• [Instructions to follow]: Below are the records; copy exactly the stretch from the line containing "Each instance of the white excavator" through the line containing "Each instance of the grey", both ends included, and nothing else.
(Beginning of Given records)
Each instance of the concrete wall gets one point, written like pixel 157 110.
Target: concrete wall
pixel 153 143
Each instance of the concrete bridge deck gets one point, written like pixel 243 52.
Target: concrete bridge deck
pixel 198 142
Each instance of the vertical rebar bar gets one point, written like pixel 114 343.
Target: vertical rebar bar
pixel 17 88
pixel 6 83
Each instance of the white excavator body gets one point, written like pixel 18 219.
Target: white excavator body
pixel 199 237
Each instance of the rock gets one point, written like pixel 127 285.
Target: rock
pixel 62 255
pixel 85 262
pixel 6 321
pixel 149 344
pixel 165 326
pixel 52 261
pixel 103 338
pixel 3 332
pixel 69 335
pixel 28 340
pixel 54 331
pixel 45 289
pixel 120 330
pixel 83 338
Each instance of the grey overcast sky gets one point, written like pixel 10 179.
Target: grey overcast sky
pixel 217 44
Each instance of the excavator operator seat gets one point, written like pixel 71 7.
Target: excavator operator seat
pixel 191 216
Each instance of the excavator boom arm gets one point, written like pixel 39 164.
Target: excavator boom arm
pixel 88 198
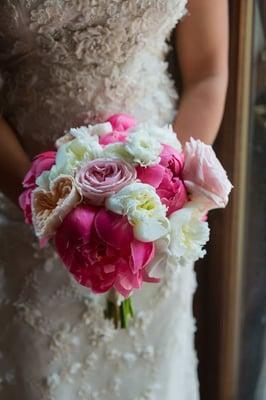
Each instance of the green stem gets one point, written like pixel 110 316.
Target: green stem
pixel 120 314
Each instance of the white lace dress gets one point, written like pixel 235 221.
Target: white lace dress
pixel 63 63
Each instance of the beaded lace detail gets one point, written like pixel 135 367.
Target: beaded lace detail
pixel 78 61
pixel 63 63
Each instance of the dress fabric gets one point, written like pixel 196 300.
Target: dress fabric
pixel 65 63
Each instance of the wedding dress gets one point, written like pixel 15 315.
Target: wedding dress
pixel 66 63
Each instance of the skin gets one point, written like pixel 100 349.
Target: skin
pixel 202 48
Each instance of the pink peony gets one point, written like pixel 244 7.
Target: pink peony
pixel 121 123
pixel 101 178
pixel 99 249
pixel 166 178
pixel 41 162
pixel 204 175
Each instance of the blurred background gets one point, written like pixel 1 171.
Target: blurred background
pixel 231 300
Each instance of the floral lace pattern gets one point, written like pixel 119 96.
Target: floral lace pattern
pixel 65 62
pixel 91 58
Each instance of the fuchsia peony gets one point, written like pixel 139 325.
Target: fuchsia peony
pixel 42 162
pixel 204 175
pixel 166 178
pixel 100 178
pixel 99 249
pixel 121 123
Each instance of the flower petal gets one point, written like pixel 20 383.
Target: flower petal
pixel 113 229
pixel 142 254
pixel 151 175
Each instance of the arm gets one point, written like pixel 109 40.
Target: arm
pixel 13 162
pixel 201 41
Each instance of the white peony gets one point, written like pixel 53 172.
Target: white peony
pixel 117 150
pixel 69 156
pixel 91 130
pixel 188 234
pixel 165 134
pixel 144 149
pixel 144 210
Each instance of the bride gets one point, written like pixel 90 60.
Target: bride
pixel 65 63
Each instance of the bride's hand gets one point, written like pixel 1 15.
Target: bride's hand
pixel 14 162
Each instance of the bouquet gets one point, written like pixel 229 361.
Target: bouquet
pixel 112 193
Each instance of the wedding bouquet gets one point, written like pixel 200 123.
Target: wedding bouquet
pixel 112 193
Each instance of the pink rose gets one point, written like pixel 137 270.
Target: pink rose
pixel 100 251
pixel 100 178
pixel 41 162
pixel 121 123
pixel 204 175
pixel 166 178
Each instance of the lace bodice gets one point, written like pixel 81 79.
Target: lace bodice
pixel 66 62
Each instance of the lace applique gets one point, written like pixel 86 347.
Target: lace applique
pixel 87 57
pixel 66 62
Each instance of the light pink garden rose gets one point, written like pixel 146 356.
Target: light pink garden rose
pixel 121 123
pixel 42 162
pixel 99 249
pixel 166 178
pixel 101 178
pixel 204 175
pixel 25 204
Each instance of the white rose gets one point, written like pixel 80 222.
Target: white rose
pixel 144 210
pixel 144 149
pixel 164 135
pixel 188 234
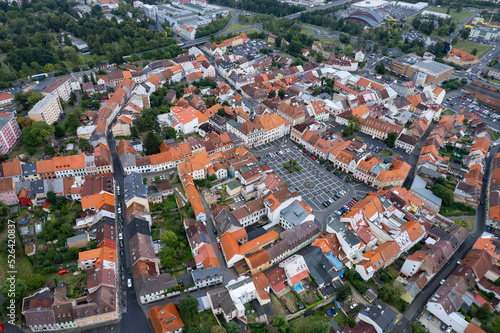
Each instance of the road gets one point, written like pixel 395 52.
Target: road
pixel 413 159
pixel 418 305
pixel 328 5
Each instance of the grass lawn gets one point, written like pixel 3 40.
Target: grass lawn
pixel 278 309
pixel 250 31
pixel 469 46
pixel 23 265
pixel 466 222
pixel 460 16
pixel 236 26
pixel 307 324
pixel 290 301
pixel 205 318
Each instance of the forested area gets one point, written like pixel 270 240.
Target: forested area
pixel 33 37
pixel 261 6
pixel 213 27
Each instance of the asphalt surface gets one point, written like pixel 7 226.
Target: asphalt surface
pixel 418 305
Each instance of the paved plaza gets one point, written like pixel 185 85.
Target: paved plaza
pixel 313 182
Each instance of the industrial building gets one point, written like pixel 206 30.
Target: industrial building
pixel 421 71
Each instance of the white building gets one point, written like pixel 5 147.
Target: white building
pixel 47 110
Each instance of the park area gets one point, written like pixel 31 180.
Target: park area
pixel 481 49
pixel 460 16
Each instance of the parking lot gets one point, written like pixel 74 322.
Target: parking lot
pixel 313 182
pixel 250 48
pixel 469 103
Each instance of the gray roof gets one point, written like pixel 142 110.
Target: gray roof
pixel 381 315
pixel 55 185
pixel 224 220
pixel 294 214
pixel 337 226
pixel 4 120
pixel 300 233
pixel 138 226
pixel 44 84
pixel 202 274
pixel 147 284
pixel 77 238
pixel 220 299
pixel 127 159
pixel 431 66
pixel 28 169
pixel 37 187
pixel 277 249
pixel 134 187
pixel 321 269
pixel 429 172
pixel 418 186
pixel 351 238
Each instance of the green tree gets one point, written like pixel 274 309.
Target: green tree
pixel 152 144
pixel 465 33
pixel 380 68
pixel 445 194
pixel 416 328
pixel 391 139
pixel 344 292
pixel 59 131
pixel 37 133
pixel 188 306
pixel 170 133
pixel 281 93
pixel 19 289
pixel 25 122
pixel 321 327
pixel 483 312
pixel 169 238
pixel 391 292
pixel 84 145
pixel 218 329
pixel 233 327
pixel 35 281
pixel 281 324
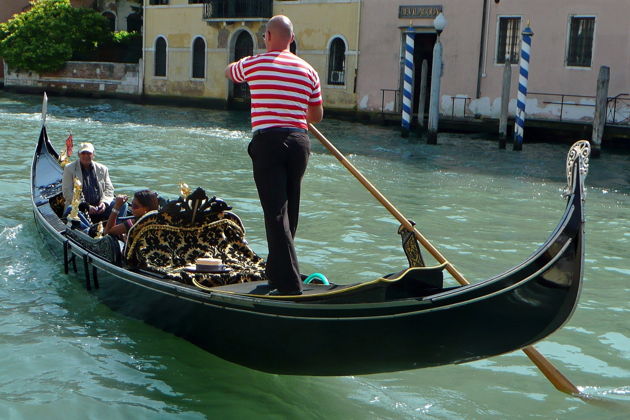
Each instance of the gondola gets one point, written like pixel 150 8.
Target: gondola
(End of Given records)
(Beginning of Given records)
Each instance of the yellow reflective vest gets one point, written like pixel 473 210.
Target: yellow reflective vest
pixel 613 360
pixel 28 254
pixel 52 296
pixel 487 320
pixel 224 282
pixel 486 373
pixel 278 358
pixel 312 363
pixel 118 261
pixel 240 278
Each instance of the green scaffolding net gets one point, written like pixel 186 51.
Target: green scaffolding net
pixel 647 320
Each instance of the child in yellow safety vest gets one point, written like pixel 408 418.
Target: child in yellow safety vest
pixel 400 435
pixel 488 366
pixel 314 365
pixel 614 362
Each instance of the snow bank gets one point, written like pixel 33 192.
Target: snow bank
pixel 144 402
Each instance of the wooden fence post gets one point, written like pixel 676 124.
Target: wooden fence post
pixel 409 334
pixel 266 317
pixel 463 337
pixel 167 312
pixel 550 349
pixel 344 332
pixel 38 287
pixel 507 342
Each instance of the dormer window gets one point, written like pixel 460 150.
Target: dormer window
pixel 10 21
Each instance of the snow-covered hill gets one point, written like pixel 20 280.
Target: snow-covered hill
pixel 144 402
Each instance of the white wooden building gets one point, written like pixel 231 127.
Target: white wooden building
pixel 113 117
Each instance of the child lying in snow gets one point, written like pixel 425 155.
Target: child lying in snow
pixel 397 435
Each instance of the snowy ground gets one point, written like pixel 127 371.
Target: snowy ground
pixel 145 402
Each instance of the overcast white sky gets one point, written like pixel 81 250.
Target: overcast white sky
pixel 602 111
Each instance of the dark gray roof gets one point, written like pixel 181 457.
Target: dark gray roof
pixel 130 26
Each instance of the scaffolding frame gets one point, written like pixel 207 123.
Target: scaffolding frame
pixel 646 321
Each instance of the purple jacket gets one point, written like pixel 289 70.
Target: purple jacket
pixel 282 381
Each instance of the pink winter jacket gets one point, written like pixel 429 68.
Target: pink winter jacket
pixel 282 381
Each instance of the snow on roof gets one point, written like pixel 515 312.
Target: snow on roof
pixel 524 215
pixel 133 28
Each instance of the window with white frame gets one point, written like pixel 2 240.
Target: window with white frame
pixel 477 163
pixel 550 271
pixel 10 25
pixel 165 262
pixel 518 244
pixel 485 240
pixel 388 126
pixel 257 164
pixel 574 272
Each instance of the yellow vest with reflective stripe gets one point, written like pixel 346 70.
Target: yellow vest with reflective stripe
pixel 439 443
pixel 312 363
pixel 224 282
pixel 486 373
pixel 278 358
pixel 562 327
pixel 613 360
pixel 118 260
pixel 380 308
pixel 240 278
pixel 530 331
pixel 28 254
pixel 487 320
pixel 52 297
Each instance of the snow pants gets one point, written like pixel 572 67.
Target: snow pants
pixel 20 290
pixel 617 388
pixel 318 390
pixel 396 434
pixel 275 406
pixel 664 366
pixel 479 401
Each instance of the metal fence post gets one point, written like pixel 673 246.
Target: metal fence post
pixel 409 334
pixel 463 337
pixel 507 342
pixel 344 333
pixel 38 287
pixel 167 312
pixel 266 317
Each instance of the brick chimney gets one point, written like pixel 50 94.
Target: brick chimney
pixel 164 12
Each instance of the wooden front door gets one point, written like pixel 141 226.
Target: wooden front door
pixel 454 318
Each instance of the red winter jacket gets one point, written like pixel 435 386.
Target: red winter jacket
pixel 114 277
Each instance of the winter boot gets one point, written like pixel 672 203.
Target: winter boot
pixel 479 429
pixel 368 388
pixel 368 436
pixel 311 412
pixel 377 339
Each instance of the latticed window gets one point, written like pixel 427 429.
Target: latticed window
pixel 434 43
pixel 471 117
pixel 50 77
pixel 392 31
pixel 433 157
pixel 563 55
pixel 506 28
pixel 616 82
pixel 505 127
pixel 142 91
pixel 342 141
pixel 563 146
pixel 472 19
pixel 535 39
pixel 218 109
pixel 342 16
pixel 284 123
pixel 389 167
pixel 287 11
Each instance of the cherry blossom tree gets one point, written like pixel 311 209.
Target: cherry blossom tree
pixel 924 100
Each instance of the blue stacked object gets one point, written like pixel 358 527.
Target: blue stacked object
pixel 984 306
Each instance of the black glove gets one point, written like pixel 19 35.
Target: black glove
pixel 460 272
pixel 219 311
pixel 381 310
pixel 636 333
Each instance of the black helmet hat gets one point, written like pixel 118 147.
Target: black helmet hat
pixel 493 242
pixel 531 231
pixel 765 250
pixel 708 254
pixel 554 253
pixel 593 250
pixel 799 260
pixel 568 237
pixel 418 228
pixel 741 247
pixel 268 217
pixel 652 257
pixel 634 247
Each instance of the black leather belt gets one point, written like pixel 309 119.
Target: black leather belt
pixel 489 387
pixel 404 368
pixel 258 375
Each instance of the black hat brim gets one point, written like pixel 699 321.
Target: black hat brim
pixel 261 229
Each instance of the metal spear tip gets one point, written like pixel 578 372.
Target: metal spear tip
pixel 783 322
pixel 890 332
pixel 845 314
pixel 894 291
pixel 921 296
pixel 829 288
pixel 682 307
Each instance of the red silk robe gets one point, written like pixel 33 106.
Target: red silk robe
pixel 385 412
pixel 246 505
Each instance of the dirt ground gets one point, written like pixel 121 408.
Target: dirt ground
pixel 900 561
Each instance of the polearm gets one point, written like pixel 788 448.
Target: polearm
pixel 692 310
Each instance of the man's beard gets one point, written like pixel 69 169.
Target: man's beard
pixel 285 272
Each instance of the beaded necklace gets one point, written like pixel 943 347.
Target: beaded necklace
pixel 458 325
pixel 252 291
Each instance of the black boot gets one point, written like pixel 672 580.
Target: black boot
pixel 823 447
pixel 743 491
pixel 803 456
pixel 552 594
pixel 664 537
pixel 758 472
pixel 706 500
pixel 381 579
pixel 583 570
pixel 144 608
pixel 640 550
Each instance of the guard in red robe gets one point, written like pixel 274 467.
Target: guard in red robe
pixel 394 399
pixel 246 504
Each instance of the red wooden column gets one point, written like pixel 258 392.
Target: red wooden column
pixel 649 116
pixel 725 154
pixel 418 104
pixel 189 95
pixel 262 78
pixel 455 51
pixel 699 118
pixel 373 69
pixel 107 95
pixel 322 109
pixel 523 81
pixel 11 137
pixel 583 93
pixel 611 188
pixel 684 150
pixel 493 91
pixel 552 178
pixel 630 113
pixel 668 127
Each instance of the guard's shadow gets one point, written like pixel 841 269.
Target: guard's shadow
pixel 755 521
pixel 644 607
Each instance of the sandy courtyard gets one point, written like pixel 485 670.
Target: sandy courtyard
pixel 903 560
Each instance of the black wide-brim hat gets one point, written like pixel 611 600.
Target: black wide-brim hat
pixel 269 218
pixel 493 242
(End of Given records)
• [Task solution]:
Each instance of the white excavator body gets one point, written like pixel 18 219.
Target: white excavator body
pixel 199 237
Each instance of the rock gets one point, written like pixel 127 285.
Target: rock
pixel 62 255
pixel 85 262
pixel 6 321
pixel 149 344
pixel 165 326
pixel 52 261
pixel 103 338
pixel 3 332
pixel 69 335
pixel 28 340
pixel 54 331
pixel 45 289
pixel 120 330
pixel 83 338
Each instance of the grey overcast sky gets one point, written like pixel 10 179.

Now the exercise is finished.